#### The data ####
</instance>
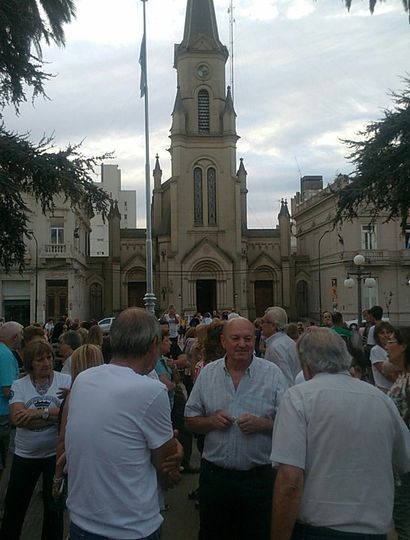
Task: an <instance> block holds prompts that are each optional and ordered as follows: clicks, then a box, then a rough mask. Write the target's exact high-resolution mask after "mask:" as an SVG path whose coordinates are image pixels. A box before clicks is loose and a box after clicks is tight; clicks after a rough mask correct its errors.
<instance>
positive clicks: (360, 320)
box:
####
## Work item
All of the entries need to be retyped word for word, pictures excluded.

## Answer space
</instance>
Task: an <instance> block holds prompts that are each optional and ordered as follows: clicks, then a box, then a rough mask. Write the target's exact high-resolution mask after "mask:" as an SVG path whose coordinates are image pixels. A box before clicks is loose and a box after clicks is tight; clicks after a rough mask correct its errors.
<instance>
positive clicks: (360, 320)
box:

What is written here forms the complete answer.